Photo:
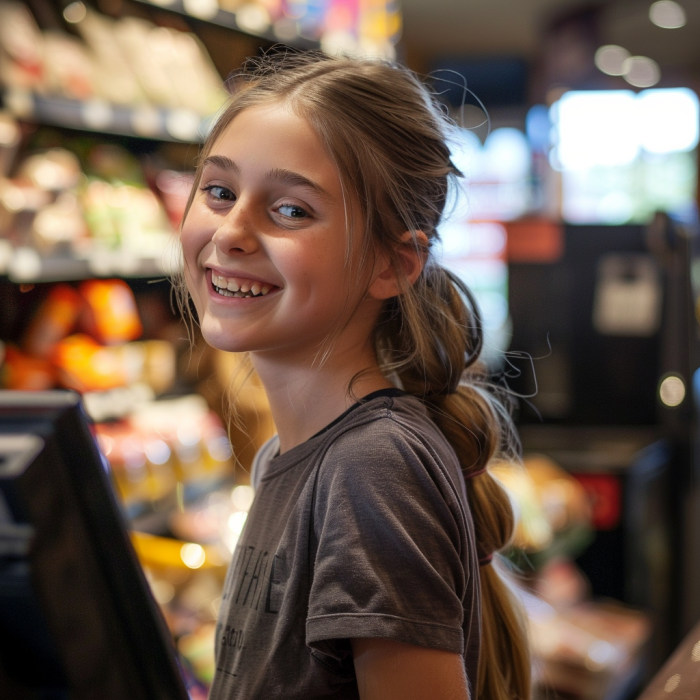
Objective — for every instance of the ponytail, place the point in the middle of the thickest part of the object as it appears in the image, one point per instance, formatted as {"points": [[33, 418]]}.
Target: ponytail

---

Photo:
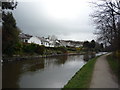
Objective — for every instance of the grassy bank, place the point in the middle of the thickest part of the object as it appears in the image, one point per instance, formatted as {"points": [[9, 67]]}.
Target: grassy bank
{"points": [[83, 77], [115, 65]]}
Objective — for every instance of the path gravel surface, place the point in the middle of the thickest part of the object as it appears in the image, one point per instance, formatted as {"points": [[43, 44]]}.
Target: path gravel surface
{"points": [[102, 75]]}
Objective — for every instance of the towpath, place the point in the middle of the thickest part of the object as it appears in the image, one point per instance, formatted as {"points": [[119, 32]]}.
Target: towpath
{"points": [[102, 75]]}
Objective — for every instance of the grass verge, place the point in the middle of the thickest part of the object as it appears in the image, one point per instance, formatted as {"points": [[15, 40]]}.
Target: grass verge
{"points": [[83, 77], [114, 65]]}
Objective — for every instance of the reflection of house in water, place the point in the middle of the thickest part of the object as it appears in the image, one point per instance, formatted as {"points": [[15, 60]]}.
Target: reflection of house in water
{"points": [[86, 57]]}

SHORT PROBLEM> Please pull out every line of the listing above that contains the word "verge" and copy each one in full.

WRITTEN SOLUTION>
Objective — for every instance of the grass verge, place the point in the middle of the thickest part of the object as it appears in the image, one point per instance, formatted as {"points": [[15, 40]]}.
Target: grass verge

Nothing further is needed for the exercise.